= Objective =
Reproduce verbatim the stretch of the items below from the line containing "Exercise. Mark the hazy" through the end of the items, including both ends.

= The input =
──────────

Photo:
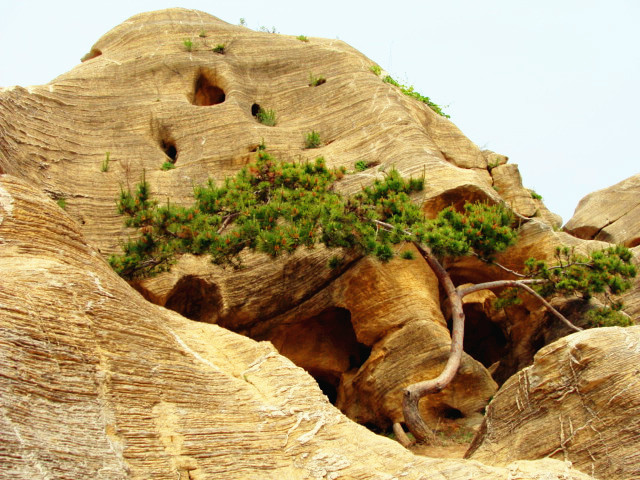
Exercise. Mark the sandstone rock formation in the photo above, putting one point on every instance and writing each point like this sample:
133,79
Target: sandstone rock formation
579,401
98,383
142,96
611,214
156,389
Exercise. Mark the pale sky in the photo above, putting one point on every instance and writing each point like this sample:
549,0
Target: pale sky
553,84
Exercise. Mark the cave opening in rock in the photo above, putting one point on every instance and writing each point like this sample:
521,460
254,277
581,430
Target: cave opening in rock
452,413
483,338
195,298
325,345
206,92
170,150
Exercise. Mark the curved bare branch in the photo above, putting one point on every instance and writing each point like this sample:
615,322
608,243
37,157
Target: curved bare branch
524,284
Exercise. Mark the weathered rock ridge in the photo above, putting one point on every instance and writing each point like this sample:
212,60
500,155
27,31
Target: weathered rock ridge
144,392
98,383
611,214
569,405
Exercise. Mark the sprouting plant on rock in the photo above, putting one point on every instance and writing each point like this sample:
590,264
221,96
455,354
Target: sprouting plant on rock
277,207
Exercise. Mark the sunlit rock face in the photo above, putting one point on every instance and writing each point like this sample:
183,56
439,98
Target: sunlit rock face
611,214
579,401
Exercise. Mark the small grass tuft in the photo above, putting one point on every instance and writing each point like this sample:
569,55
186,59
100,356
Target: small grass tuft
312,140
410,92
267,117
105,163
335,262
314,80
535,195
407,255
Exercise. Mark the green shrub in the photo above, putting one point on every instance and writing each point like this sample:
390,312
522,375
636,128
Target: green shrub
267,30
312,140
361,166
314,81
608,317
267,117
409,91
535,195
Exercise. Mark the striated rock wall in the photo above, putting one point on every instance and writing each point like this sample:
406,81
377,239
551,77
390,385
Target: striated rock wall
579,401
611,214
99,383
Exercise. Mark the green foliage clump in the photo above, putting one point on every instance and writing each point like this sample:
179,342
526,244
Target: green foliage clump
409,91
276,207
482,229
407,255
315,81
601,271
608,317
312,140
267,117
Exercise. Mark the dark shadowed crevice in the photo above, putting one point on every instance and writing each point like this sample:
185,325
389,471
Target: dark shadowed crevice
206,92
91,55
194,298
325,345
483,339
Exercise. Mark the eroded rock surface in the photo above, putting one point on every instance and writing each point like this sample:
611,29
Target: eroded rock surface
611,214
579,401
98,383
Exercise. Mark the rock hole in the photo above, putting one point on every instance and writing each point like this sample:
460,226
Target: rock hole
206,91
195,298
324,345
452,413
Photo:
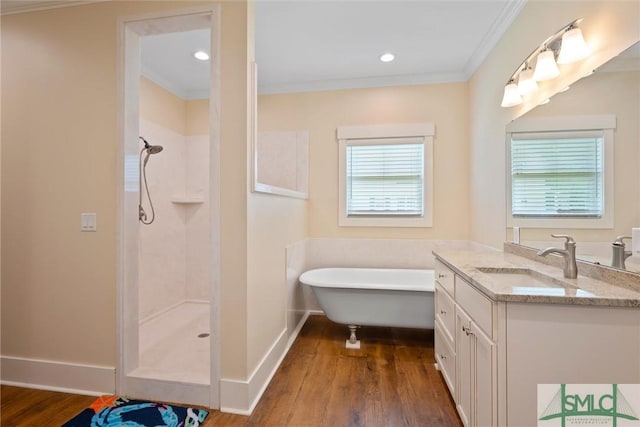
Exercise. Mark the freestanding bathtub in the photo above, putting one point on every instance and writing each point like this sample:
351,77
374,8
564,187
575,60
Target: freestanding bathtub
374,296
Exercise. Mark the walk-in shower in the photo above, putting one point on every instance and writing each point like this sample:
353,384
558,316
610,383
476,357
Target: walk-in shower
149,150
169,327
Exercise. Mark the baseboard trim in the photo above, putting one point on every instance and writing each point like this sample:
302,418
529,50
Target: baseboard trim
58,376
241,397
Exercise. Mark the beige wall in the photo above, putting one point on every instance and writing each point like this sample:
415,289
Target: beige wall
608,26
60,144
186,117
445,105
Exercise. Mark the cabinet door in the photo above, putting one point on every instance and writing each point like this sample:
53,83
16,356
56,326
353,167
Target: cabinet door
464,374
484,402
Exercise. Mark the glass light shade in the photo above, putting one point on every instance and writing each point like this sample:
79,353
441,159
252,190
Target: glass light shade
511,95
526,82
546,67
573,47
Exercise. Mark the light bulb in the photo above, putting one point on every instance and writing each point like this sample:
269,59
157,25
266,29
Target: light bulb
526,82
387,57
546,67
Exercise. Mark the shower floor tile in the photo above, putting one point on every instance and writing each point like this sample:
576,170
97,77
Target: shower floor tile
170,348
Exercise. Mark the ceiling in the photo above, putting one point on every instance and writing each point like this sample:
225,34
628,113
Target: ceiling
326,45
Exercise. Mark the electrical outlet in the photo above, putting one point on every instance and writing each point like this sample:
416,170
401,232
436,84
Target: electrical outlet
88,222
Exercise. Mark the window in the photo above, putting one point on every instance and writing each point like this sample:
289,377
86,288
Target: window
561,177
386,175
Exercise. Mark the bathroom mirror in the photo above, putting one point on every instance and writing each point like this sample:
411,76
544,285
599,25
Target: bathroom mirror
280,158
612,90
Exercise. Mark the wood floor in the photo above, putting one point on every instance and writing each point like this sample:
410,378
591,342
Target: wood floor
390,381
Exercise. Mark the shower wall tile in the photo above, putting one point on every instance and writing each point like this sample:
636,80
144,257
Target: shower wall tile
197,227
162,248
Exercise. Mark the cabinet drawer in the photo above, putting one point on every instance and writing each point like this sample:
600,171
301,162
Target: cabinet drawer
444,276
446,358
479,307
446,313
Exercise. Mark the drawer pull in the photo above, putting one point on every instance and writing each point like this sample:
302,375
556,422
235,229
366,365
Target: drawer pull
467,330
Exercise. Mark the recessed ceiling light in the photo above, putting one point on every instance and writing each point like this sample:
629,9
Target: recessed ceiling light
387,57
201,55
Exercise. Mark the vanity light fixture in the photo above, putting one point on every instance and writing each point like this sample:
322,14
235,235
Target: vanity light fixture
526,83
201,55
387,57
546,67
573,47
567,45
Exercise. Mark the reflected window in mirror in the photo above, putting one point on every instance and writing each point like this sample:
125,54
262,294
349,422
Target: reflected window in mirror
561,172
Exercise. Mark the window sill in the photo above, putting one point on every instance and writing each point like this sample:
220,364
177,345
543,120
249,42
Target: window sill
345,221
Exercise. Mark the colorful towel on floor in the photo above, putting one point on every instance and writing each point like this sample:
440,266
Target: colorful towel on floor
118,411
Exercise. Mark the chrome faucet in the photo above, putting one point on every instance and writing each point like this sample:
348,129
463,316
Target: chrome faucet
619,253
570,268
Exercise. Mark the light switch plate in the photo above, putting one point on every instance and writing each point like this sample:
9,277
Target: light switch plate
88,222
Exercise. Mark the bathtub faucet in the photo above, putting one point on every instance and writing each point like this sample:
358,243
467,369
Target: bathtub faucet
570,268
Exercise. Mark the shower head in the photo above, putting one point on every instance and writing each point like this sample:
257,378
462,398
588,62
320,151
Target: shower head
153,149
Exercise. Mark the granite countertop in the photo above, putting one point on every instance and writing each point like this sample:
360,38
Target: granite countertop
508,277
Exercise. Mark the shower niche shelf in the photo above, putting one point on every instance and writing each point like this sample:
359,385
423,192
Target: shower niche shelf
187,199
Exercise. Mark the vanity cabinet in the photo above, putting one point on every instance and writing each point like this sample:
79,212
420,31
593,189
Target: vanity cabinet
476,356
499,346
465,351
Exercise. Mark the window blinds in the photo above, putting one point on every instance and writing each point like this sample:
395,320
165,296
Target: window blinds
385,179
557,175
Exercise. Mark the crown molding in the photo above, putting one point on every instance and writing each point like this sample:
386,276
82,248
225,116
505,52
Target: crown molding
491,38
362,83
9,7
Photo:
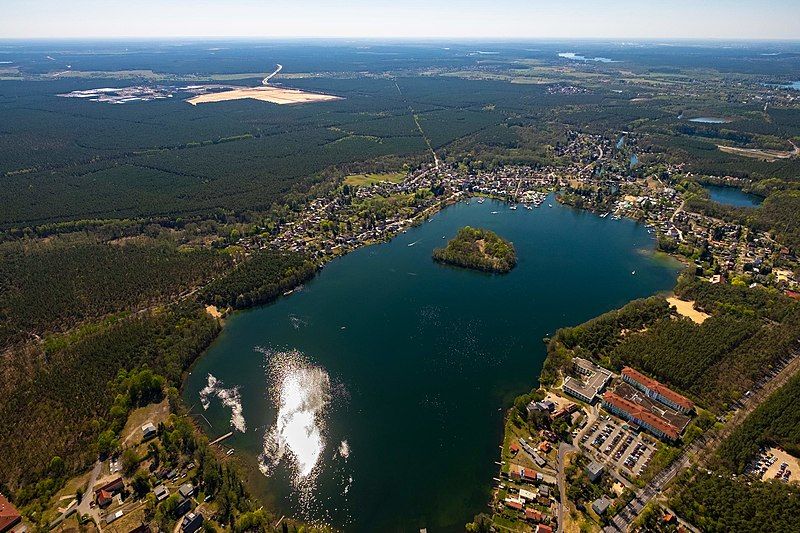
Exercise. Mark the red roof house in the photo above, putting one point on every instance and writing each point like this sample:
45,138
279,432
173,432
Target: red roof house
9,516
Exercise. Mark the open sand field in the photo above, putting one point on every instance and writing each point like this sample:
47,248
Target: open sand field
763,154
783,457
275,95
687,309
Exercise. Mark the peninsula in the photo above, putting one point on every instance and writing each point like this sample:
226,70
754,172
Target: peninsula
479,249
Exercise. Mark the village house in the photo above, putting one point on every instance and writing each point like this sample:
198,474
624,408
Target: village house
9,516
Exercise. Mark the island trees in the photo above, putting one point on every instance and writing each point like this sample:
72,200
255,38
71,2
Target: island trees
479,249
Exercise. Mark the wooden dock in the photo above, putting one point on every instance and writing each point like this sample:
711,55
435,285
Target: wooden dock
220,439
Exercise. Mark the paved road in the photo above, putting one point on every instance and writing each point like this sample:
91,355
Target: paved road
563,449
265,81
703,448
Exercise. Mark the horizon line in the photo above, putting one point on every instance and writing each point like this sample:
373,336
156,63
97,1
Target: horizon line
397,38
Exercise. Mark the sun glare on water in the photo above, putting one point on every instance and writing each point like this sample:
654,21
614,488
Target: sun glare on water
301,393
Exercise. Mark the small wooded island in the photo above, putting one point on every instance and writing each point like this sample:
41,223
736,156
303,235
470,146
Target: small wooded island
479,249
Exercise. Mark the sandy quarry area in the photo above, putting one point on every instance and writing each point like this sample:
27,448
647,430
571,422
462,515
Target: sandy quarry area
783,457
687,309
275,95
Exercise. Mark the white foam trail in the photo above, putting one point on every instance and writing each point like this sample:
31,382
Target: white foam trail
344,449
230,398
301,393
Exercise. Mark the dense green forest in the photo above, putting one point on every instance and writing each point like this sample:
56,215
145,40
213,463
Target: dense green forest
716,503
259,279
479,249
774,422
714,362
58,397
55,285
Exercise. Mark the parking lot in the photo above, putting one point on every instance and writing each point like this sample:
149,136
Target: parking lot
617,443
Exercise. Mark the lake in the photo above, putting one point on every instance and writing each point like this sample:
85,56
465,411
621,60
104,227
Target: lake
577,57
733,196
371,399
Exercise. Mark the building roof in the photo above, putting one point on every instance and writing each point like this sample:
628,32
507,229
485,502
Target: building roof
513,504
656,386
9,516
595,467
532,514
114,485
642,414
600,505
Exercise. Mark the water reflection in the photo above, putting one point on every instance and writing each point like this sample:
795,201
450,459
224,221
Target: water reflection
301,394
230,398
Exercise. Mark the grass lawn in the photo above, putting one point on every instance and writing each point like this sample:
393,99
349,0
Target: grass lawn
371,179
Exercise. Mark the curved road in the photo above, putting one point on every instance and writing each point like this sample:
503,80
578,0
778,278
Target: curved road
265,81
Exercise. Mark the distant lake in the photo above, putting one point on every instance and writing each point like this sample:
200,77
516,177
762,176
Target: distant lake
733,196
794,85
575,57
372,398
710,120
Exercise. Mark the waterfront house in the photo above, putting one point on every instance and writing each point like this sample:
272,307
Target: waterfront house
161,493
9,516
601,505
149,431
192,522
594,471
638,415
593,379
186,490
657,391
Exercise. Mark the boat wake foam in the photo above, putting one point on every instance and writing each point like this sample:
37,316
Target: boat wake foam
230,398
301,393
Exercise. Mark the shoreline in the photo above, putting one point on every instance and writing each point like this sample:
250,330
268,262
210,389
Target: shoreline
250,473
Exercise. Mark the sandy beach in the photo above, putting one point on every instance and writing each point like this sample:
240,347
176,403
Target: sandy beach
687,309
275,95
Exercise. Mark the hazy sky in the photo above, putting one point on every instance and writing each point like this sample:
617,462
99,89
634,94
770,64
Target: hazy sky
742,19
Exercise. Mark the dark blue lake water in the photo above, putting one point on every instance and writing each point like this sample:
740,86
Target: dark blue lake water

──────────

= Exercise answer =
Exercise. Mark the hazy sky in the photo above, putting one point on every instance and writing each point like this sample:
617,462
99,89
634,94
770,64
Target: hazy sky
742,19
Exercise. Mark the dark blue lake water in the photo above, putting one point on every instance and writing each point like this sample:
740,86
Target: dark blue lake water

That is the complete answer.